*** Opening SOURCE PASSAGE ***

- State: Gujarat
- Chief Minister: Narendra Modi
- Launched: 2006

= Jyotigram Yojana =

Power sector reform of Gujarat (India)

Jyotigram Yojana (lit. 'Village lighting scheme') is an initiative of the Government of Gujarat, India, to ensure that a 24-hour, three-phase quality power supply is available to rural areas of the state and supply power to farmers residing in scattered farmhouses through feeder lines with specially designed transformers. The scheme was announced in 2006 by the President of India, A. P. J. Abdul Kalam. In 2011 it was announced by the Government of India that it would accept Gujarat's Jyotigram project as a flagship scheme for its Twelfth five-year plan.

*** Closing SOURCE PASSAGE ***

- PROBLEMS TO SOLVE
A: In the Jyotigram Yojana text, list every field label in the short list at the top, in the order they appear.
B: Set down the part of the Jyotigram Yojana text that begins at the words "Jyotigram Yojana (lit." and stops after "Twelfth five-year plan.", keeping every word and punctuation mark unchanged.
C: Resume the Jyotigram Yojana article after its last sentence and keep writing it.

*** Opening MATERIAL SUPPLIED ***

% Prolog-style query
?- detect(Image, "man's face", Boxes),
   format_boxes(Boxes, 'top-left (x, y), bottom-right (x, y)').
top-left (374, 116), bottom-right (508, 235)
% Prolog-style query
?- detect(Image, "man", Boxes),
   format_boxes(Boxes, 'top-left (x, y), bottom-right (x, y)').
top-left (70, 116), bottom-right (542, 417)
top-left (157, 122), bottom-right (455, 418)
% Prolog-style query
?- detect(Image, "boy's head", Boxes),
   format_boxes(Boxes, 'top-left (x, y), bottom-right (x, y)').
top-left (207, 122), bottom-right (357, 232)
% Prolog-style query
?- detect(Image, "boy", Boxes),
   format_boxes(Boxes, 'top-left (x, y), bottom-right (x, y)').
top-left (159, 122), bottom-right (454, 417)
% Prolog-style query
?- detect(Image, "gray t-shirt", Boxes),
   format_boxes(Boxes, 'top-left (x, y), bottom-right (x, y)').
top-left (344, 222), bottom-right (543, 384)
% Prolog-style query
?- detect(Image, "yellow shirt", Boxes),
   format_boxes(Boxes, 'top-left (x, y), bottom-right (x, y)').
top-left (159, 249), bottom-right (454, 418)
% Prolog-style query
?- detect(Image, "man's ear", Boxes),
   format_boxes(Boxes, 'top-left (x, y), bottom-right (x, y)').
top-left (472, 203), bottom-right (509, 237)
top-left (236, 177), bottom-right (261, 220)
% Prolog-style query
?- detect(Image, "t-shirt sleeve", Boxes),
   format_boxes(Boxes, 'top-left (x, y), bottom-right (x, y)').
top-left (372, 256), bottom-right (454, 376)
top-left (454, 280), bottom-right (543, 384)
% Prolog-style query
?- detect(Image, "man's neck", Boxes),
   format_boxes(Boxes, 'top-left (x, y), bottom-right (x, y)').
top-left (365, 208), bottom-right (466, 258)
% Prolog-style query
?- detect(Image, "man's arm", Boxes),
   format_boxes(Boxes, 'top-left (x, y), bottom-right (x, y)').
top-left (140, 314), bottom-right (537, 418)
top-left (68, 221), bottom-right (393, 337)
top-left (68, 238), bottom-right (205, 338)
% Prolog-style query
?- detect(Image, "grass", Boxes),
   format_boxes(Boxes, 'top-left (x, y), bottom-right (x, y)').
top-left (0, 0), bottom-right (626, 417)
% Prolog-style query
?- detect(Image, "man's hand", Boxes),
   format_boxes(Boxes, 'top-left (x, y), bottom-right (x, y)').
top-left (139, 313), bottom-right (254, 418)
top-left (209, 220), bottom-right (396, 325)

*** Closing MATERIAL SUPPLIED ***

- WRITTEN ANSWERS
A:
State
Chief Minister
Launched

B:
Jyotigram Yojana (lit. 'Village lighting scheme') is an initiative of the Government of Gujarat, India, to ensure that a 24-hour, three-phase quality power supply is available to rural areas of the state and supply power to farmers residing in scattered farmhouses through feeder lines with specially designed transformers. The scheme was announced in 2006 by the President of India, A. P. J. Abdul Kalam. In 2011 it was announced by the Government of India that it would accept Gujarat's Jyotigram project as a flagship scheme for its Twelfth five-year plan.

C:
==Background==
In 1988, in an attempt to enhance the efficiency of rural electrification in the State of Gujarat, the state government implemented a "flat tariff system" which charges a fixed tariff corresponding to the horsepower of the submersible pumps used by the farmers. As this tariff system did not increase the tariff in timely intervals and the farmers installed more tube wells, the demand for electricity from farmers increased significantly. This also led to taking advantage of groundwater resources. Power distribution companies were in a severe financial stress by catering to the substantial increase in demand for a three-phase power supply. Much of the losses were attributed to the farm subsidies relating to electricity. Despite the opposition from the farmers, the government began to regulate the supply of electricity to rural areas for 12–14 hours a day before 2001. Owing to the politics in the state of giving free power to the farmers, the quality and the timing of the power supply in the state deteriorated. To overcome this crisis, the government called for suggestions on power sector reforms in the state. Many institutions, including the International Water Management Institute (IWMI), made recommendations to the Government of Gujarat. In September 2003, the government accepted IWMI's recommendations and launched Jyotigram Yojana as a pilot project in eight districts of the state.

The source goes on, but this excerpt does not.